HOW TO COMPLETE THIS TASK:
In the text on plans for the next career chapter, write out everything from "- I love writing" down to "of those posts.", swapping "watercolors" for "photography".

EXTRACT TO READ:
▬▬▬▬▬▬
Surely you didn’t expect me to walk away from the industry I’ve helped shape and the 24/7 career I’ve loved? Au contraire! But I do want to give myself the gift — and what a luxury that is — of entering 2014 (not to mention 2015) without having every minute booked a year in advance and a mile long todo list which will never get done. So while I’m keeping an open mind, here are some preliminary thoughts on the next chapter, on the types of opportunities that will fit:
- On the pro bono side, I’m honored to be a Fellow of the Human Resources Policy Institute at Boston University, and I have just agreed to take on a similar role for the Candidate Experience Awards. Closer to home, I’m working on an initiative to build a non-profit organization to deliver shared administrative services, and not just HR-related services, to our local non-profits so that more of their limited resources can be focused on their missions.
- I love writing and may well continue my blog, but if so it’s focus and mix of posts will likely broaden over time. Many would say that’s been happening almost from the beginning, and no one seems to mind, but I’d love to apply my growing interest in watercolors to illustrating some of those posts.
▬▬▬▬▬▬
RAW DATA:
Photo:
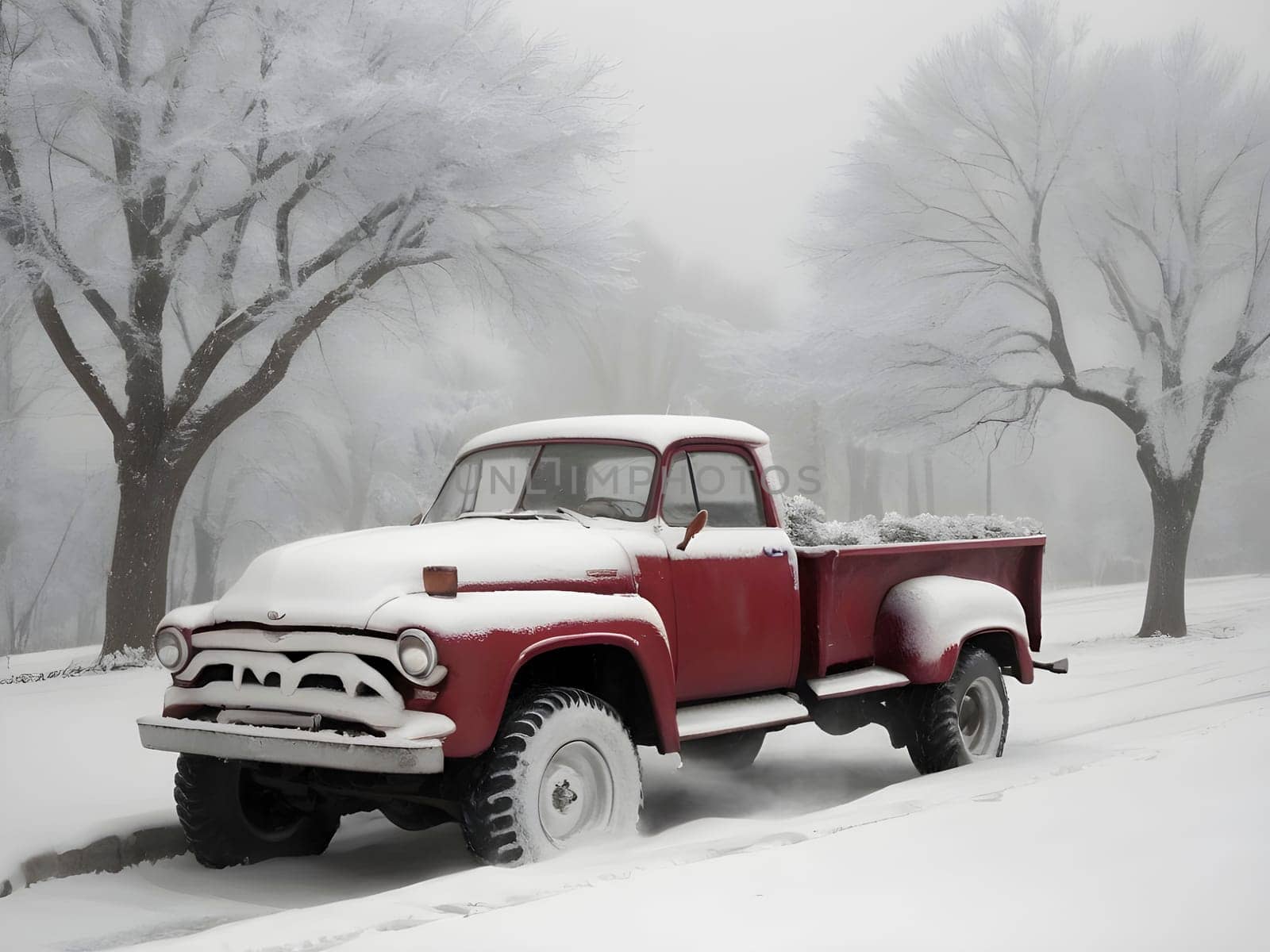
▬▬▬▬▬▬
RESULT OF THE TASK:
- I love writing and may well continue my blog, but if so it’s focus and mix of posts will likely broaden over time. Many would say that’s been happening almost from the beginning, and no one seems to mind, but I’d love to apply my growing interest in photography to illustrating some of those posts.